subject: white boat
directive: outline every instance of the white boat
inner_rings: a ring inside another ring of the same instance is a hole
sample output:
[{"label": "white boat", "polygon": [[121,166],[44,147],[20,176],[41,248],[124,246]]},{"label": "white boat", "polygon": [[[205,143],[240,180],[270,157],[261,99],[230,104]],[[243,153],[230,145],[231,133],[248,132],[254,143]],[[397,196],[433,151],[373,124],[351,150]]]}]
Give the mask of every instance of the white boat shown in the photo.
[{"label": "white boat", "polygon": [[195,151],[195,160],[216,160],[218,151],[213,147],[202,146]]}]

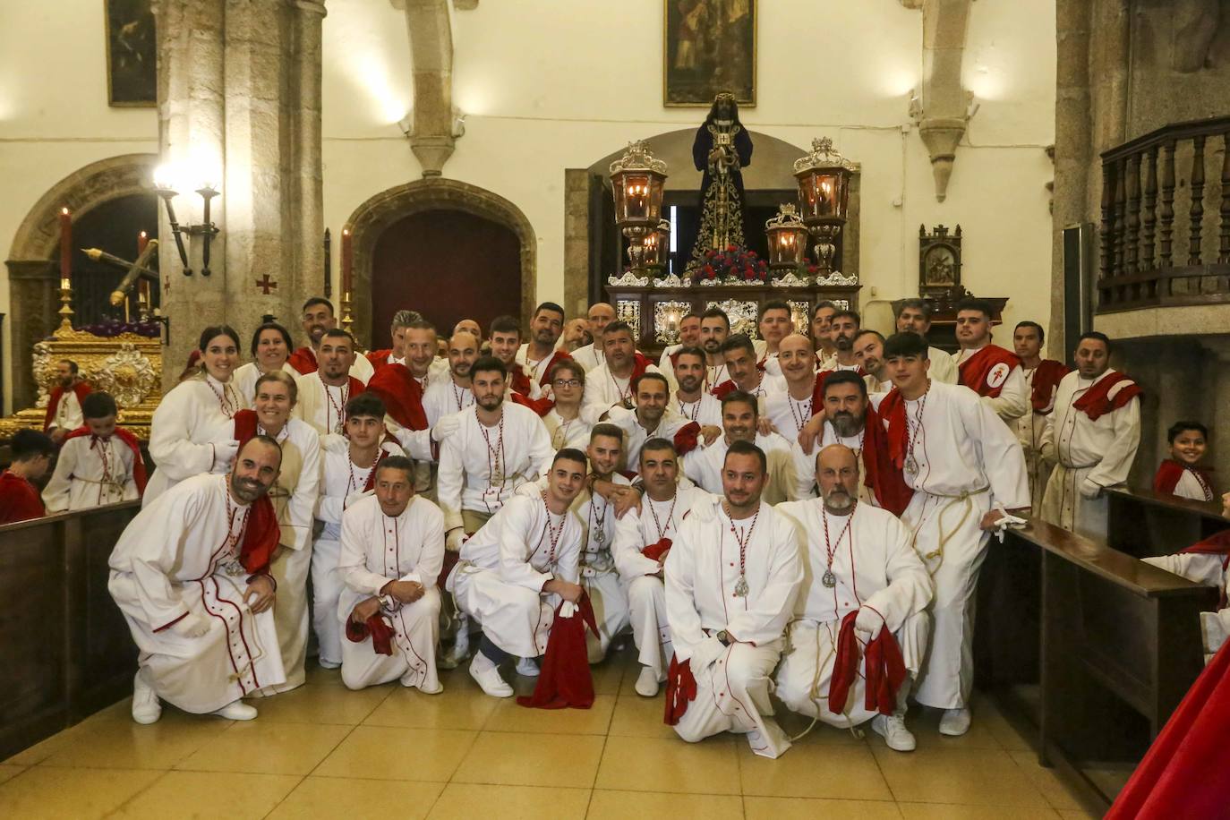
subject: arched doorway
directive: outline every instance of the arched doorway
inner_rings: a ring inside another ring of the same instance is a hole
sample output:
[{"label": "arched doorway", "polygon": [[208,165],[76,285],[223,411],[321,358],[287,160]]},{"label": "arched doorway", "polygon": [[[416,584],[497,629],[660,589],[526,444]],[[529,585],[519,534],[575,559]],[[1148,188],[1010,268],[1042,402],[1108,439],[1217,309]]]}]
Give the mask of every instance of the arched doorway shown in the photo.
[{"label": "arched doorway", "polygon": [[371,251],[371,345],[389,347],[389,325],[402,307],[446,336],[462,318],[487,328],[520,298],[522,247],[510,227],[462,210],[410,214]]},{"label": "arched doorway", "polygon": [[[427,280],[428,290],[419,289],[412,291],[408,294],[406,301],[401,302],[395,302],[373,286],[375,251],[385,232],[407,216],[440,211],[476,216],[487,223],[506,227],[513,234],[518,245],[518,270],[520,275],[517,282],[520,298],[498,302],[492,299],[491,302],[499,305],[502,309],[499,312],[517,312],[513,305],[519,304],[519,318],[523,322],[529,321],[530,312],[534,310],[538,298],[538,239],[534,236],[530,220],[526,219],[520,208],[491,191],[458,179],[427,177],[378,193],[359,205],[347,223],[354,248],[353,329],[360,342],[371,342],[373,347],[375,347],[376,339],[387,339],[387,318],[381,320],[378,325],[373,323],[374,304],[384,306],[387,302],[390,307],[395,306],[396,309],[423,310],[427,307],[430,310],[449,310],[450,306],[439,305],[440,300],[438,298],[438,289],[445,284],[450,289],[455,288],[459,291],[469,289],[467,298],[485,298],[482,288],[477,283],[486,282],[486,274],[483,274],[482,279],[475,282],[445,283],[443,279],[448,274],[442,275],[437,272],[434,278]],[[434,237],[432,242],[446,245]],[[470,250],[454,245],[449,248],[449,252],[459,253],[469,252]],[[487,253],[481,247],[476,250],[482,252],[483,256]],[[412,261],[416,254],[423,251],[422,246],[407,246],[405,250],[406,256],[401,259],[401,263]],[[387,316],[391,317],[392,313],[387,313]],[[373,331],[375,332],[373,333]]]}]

• **Task details**: Render the material above as a JSON array of strings, one string per line, skipping blank lines and leaving the pictures out.

• **Solution**:
[
  "subject: white boat",
  "directive: outline every instance of the white boat",
  "inner_rings: a ring inside another ring of the same instance is a hole",
  "sample output:",
  "[{\"label\": \"white boat\", \"polygon\": [[121,166],[44,147],[20,176],[41,248],[124,246]]},{\"label\": \"white boat\", \"polygon\": [[[205,143],[240,180],[270,157],[261,99],[230,104]],[[243,153],[230,145],[231,133],[248,132],[254,143]],[[397,196],[433,151],[373,124],[351,150]]]}]",
  "Give the mask of every instance of the white boat shown in the photo.",
  "[{\"label\": \"white boat\", \"polygon\": [[195,151],[195,160],[216,160],[218,151],[213,147],[202,146]]}]",
  "subject: arched doorway",
  "directive: outline every instance of the arched doorway",
  "inner_rings: a ring inside another ring of the same instance is a hole",
  "sample output:",
  "[{\"label\": \"arched doorway\", \"polygon\": [[208,165],[76,285],[223,411],[321,358],[287,160]]},{\"label\": \"arched doorway\", \"polygon\": [[[416,584],[497,629],[660,589],[526,444]],[[529,585],[519,534],[575,559]],[[1148,188],[1010,268],[1042,402],[1108,439],[1217,309]]]}]",
  "Give the mask of every instance of the arched doorway shown in the photo.",
  "[{\"label\": \"arched doorway\", \"polygon\": [[371,251],[371,345],[389,347],[389,325],[402,307],[446,336],[462,318],[487,328],[520,298],[522,247],[510,227],[462,210],[410,214]]},{\"label\": \"arched doorway\", \"polygon\": [[[427,280],[428,290],[419,289],[412,291],[408,294],[406,301],[401,302],[395,302],[373,286],[375,251],[385,232],[407,216],[440,211],[476,216],[487,223],[506,227],[513,234],[518,245],[518,270],[520,275],[517,282],[520,298],[498,302],[492,299],[491,302],[499,305],[502,309],[499,312],[517,312],[513,305],[519,304],[519,318],[523,322],[529,321],[530,312],[534,310],[538,298],[538,239],[534,236],[530,220],[526,219],[520,208],[491,191],[458,179],[427,177],[378,193],[359,205],[347,223],[354,248],[353,329],[360,342],[371,342],[373,347],[375,347],[376,339],[387,339],[387,318],[381,320],[378,325],[373,323],[374,304],[384,306],[387,302],[390,307],[395,306],[396,309],[423,310],[427,307],[430,310],[449,310],[450,306],[439,305],[440,300],[438,298],[438,289],[445,284],[450,289],[455,288],[459,291],[469,289],[467,298],[485,298],[482,288],[477,283],[486,282],[486,274],[483,274],[482,279],[475,282],[445,283],[443,279],[448,274],[442,275],[437,272],[434,278]],[[434,237],[432,242],[446,245]],[[470,250],[454,245],[449,248],[449,252],[459,253],[469,252]],[[487,253],[481,247],[476,250],[482,252],[483,256]],[[412,261],[416,254],[423,251],[422,246],[407,246],[405,250],[406,256],[401,259],[401,263]],[[387,316],[391,317],[392,313],[387,313]],[[373,331],[375,332],[373,333]]]}]"
]